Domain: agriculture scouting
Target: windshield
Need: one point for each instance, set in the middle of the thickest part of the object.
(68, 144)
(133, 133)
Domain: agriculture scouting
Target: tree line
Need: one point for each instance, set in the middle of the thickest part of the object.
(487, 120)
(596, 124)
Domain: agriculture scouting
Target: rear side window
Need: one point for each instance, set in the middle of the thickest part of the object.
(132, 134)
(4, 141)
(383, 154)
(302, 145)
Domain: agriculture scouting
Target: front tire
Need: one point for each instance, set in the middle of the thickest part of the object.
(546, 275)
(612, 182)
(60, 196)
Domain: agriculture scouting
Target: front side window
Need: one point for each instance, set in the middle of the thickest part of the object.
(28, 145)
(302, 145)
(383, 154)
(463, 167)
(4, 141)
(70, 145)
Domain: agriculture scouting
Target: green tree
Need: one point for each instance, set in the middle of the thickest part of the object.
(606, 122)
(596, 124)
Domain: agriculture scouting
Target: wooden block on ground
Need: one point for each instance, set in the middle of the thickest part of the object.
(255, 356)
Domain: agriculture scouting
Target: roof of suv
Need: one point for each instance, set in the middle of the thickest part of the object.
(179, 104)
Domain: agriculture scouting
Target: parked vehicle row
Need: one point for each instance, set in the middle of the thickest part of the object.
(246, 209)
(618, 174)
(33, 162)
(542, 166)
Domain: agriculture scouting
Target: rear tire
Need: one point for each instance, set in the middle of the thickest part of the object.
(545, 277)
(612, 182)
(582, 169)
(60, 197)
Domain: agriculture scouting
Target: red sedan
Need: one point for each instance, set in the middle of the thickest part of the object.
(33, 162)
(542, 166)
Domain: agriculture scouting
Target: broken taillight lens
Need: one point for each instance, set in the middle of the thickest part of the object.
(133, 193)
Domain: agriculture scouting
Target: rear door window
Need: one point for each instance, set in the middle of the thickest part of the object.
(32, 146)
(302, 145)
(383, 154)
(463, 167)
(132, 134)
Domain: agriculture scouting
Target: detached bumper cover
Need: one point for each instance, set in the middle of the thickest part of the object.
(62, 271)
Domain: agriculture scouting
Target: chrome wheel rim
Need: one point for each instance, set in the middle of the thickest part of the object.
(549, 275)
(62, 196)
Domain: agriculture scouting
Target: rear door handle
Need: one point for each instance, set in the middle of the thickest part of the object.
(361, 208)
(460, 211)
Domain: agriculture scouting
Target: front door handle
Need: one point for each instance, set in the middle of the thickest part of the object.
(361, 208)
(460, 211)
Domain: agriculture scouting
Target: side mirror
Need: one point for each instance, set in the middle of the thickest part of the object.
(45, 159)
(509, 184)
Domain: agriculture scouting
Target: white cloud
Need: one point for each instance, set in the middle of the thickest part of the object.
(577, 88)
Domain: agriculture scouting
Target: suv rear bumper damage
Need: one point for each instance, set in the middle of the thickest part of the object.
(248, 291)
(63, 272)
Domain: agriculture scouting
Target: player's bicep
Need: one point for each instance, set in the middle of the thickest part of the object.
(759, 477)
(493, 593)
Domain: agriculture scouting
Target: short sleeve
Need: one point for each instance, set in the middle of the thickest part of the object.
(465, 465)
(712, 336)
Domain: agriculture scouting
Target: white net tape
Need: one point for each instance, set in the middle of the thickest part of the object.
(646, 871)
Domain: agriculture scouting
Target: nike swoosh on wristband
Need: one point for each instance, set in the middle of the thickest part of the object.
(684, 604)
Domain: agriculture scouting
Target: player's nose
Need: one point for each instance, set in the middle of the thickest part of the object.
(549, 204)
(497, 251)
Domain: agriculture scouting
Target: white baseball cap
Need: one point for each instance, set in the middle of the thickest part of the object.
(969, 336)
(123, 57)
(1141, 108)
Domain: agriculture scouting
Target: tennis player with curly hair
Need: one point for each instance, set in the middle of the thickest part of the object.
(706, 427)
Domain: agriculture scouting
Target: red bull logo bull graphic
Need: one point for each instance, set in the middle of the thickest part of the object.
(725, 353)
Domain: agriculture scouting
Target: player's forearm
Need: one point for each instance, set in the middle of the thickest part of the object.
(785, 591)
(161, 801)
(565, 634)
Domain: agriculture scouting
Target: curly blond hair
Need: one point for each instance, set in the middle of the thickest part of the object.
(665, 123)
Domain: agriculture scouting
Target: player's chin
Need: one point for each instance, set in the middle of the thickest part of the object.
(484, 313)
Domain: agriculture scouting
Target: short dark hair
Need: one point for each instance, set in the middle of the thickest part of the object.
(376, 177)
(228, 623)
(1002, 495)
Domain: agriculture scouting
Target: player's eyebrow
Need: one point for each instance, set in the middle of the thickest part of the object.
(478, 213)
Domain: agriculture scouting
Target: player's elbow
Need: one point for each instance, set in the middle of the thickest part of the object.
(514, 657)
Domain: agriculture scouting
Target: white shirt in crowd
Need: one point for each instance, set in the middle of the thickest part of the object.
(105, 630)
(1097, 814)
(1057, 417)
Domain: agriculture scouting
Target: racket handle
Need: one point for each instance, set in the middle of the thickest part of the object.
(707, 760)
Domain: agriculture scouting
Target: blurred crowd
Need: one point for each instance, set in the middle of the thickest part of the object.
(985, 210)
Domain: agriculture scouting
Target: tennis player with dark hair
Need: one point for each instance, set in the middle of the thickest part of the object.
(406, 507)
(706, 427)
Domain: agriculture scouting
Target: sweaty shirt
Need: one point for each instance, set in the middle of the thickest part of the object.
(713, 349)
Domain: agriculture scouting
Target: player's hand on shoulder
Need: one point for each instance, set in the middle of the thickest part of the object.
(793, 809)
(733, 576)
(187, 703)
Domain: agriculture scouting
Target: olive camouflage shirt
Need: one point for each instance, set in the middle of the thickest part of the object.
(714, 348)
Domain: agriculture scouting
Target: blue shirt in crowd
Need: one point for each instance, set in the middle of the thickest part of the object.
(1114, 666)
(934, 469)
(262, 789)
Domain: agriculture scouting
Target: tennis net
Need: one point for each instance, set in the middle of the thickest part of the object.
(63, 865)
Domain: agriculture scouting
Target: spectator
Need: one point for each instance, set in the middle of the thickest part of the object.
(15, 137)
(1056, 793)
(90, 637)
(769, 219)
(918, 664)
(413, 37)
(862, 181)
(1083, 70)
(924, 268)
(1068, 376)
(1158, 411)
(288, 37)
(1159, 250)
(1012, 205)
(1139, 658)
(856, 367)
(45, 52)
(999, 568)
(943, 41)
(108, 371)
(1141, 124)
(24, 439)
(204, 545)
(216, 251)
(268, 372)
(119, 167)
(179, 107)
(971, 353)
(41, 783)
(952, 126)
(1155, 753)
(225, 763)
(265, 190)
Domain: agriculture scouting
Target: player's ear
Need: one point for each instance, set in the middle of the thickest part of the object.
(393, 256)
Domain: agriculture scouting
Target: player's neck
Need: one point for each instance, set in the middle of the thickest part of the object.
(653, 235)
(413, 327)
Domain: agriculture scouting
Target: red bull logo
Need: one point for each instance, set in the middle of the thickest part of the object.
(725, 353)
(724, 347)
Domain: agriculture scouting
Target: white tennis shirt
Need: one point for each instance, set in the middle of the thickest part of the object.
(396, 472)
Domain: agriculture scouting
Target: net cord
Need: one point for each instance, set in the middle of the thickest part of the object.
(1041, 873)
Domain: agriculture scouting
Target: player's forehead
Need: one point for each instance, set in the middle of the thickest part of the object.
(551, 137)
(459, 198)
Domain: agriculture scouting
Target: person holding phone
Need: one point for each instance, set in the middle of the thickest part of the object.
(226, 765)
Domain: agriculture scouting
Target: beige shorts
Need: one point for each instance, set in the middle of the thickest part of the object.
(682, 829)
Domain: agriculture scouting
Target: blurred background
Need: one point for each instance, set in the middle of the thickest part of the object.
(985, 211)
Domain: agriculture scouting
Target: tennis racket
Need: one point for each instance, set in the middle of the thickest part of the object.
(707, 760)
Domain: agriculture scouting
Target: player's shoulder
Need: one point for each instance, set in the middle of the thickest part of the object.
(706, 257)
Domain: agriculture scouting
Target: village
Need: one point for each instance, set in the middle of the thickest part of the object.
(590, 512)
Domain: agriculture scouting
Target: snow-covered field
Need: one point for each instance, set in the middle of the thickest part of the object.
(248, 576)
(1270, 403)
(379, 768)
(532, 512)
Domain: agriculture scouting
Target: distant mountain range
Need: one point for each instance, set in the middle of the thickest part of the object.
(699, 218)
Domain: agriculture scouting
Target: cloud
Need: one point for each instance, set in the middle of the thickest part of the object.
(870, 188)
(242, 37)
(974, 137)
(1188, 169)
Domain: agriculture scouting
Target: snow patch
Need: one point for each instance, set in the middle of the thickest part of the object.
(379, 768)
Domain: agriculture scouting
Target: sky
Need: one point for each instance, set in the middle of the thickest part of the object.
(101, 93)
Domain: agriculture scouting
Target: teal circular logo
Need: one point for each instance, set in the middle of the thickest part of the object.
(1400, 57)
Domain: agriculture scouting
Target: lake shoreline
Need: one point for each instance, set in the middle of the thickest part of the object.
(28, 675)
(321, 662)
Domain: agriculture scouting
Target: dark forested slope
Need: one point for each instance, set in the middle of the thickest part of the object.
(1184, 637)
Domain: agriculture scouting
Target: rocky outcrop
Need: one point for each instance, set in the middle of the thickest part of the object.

::::::::::

● GIVEN INSTRUCTION: Find every line above that contains the word "bull", matching case exactly, and copy each one in full.

● SOLUTION FOR THIS PROBLEM:
Target: red bull logo bull graphic
Target: red bull logo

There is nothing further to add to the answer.